## Selection
◆ ◆ ◆ ◆

Sailormann, I think you are right for anything but a hunter or catalina. A new hanse 400 is closer to the middle of my price range incl tax and commisioning, depending on options. 

Camaraderie, thanks for your advice, esp the comment on shipping the boat up here. Definitely something I have to worry about. A west coast boat would be easiest, but not a lot of what I'm looking for even in CA.

The celestial 48 is nice looking, had never heard of them, sounds like something to check out.


----------



## hellosailor (Apr 11, 2006)

Pal, I can understand going for a pilothouse boat but personally...No matter how much I've appreciated staying out of the rain and sun, I've always found biminis and cockpit enclosures to be a RFPITA. Every time you want to rig something, or each something, or tie something, or go someplace, there's that damned fragile tent in the way.

I find that a good set of foulies, with a REAL GOOD hood and high collar that fit well, and a nice silk/wool scarf for my neck, or a nice navy-style watch cap (or "jeep cap" which has a short brim in it) keeps me happy enough in the cockpit, and an diesel cabin heater (Esper, Esbacher, etc.) below will remedy anything else in short order.

Trying to turn a cockpit into a pilothouse can be an expensive and cumbersome business. Just one sailor's point of view.


----------



## paul77 (Jul 5, 2007)

hellosailor.. lmao.. I fully expected suck it up as an answer. I picked up a set of offshore helly hansen foulweather gear (retail like $1200) at their sample sale for next to nothing. It has a nice high collar, and very windproof construction. It's mostly my extremities, fingers + toes.. that and the wind/freezer burn on the face.

I read about camradarie in his shorts and tshirt in his CC, and started thinking there might be a better life out there..

anyone have thoughts on these.. ?

mason 53'
YachtWorld.com Boats and Yachts for Sale

tashing 50'
YachtWorld.com Boats and Yachts for Sale

I've read on the tayana forums and elsewhere about the concerns about teak decks from boats from the Tayang shipyard. Is the same true for the Tashing yard? Camaradarie, did you have to deal with your teak decks?

◆ ◆ ◆ ◆

## Material
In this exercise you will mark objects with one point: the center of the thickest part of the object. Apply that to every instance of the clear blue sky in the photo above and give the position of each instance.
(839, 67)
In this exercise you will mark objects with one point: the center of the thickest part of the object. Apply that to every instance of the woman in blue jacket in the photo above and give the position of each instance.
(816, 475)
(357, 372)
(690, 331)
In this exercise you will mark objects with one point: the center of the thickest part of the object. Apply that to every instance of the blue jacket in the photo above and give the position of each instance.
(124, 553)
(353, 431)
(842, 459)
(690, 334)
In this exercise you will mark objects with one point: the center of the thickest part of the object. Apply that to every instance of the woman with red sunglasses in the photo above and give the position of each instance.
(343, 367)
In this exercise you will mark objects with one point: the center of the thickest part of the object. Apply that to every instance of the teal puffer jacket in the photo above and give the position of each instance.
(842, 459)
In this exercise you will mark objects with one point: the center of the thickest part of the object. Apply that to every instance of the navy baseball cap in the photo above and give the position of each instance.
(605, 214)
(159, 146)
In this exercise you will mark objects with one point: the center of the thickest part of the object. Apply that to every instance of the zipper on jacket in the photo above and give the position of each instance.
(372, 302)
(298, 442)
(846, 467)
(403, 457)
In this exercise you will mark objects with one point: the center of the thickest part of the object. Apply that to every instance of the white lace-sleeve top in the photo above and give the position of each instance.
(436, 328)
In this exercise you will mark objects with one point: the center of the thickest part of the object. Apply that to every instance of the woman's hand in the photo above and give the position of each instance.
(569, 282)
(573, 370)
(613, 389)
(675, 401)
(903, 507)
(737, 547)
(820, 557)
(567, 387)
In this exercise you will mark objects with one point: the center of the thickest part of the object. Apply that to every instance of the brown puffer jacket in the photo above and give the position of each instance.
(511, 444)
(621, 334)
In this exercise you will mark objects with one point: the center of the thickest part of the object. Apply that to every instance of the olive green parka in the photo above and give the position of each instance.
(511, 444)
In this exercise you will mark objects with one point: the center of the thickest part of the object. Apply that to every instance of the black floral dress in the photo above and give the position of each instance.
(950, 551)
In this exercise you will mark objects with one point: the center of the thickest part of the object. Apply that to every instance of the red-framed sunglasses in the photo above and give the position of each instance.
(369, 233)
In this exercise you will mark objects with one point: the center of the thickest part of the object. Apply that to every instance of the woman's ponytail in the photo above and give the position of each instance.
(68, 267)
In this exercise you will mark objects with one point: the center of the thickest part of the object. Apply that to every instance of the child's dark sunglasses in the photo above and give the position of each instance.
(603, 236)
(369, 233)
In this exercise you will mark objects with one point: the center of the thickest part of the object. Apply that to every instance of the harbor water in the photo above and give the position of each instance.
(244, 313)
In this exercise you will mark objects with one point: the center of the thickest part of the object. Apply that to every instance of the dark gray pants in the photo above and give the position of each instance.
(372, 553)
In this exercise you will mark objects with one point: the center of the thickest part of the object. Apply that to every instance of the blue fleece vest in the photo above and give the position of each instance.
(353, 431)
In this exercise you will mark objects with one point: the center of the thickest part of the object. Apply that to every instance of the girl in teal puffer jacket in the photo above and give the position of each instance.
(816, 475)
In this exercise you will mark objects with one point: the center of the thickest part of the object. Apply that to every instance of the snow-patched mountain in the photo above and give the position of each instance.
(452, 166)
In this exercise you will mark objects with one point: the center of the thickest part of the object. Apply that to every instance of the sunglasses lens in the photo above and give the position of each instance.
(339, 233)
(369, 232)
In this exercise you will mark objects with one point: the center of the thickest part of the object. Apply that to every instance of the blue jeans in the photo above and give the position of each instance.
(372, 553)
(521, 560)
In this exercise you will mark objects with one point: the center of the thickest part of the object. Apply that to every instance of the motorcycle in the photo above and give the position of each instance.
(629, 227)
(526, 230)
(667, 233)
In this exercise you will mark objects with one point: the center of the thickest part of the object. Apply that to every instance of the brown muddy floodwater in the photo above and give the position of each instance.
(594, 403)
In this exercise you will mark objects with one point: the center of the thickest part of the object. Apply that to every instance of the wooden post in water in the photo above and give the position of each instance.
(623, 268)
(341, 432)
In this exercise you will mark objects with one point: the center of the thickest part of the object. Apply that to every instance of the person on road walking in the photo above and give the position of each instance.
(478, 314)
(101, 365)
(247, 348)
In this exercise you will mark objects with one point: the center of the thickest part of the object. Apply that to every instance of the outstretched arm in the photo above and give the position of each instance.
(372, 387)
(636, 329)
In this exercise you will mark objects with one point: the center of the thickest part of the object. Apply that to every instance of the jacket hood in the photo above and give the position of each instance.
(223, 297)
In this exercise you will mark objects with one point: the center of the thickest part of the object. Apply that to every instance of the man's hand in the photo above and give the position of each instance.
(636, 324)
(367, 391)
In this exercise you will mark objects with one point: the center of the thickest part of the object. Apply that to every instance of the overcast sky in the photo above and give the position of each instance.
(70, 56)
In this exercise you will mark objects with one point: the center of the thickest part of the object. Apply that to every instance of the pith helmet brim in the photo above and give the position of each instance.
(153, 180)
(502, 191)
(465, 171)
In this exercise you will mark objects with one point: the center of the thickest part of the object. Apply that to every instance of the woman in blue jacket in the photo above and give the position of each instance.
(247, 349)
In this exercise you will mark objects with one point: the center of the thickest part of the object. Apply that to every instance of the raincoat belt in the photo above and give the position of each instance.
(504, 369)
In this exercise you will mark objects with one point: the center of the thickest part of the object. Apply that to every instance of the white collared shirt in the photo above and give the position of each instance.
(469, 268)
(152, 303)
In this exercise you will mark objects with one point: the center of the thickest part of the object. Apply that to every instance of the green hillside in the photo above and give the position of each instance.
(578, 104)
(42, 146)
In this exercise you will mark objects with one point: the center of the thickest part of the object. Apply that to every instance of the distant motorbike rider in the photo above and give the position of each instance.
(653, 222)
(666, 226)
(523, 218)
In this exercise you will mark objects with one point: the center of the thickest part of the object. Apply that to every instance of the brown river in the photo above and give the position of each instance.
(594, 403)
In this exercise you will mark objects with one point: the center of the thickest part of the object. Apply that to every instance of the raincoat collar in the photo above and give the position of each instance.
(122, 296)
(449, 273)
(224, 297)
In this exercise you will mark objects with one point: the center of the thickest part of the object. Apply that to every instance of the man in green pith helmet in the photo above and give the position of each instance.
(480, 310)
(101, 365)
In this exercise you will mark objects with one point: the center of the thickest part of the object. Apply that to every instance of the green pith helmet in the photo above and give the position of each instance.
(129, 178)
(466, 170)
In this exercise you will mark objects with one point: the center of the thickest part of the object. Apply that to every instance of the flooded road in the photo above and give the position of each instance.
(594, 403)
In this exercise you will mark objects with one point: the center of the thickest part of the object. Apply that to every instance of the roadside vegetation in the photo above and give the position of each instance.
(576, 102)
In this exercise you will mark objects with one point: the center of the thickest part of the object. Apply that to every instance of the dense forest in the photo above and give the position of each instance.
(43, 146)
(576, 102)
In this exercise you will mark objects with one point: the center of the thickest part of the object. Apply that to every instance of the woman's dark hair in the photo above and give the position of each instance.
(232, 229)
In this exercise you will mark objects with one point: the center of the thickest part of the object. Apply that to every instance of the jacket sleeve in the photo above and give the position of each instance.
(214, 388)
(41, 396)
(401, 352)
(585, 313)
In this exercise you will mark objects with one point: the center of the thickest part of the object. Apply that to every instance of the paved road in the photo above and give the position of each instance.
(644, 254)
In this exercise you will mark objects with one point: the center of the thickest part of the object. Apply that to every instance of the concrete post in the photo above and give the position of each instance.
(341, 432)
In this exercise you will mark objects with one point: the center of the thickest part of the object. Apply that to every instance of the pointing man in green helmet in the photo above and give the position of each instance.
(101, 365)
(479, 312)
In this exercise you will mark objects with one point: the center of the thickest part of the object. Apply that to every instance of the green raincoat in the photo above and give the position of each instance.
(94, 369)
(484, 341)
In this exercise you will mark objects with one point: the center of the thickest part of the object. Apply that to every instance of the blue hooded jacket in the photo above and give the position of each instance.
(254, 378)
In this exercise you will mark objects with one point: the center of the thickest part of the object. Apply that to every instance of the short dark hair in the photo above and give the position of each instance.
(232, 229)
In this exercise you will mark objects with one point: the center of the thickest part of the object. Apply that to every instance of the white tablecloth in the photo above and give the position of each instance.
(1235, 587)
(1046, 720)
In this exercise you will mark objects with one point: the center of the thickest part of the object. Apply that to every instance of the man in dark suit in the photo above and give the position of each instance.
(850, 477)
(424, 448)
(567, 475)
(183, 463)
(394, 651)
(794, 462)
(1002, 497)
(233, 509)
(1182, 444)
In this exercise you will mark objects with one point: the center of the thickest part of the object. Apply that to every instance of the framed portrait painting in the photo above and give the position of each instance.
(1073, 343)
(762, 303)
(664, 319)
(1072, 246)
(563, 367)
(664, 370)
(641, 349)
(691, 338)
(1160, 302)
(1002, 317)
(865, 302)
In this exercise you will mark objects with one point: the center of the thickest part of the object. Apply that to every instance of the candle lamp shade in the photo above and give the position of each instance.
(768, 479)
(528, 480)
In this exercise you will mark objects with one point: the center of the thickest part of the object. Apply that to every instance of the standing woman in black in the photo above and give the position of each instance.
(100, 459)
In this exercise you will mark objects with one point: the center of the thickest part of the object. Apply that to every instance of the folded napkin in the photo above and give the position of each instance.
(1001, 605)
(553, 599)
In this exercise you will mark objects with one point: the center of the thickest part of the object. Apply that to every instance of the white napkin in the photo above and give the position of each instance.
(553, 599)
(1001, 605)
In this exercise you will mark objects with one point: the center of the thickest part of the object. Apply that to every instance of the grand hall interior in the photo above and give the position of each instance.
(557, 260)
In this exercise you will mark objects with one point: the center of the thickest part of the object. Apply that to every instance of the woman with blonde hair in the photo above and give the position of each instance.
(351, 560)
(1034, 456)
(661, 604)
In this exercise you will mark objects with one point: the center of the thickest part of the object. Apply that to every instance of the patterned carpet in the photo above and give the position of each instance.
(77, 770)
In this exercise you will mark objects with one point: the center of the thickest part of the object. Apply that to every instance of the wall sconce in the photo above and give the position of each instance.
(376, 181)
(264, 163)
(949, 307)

◆ ◆ ◆ ◆

## What is asked
• 1. In the sailboat thread, copy the passage between "Camaraderie, thanks for" and "(Apr 11, 2006)", inclusive.
• 2. Why does hellosailor find biminis and cockpit enclosures a nuisance, according to the sailboat thread?

## The answers
• 1.
Camaraderie, thanks for your advice, esp the comment on shipping the boat up here. Definitely something I have to worry about. A west coast boat would be easiest, but not a lot of what I'm looking for even in CA.

The celestial 48 is nice looking, had never heard of them, sounds like something to check out.


----------



## hellosailor (Apr 11, 2006)

• 2. Whenever hellosailor wants to rig something, tie something or move somewhere on the boat, the fragile tent gets in the way. That's true even though the cover keeps the rain and sun off.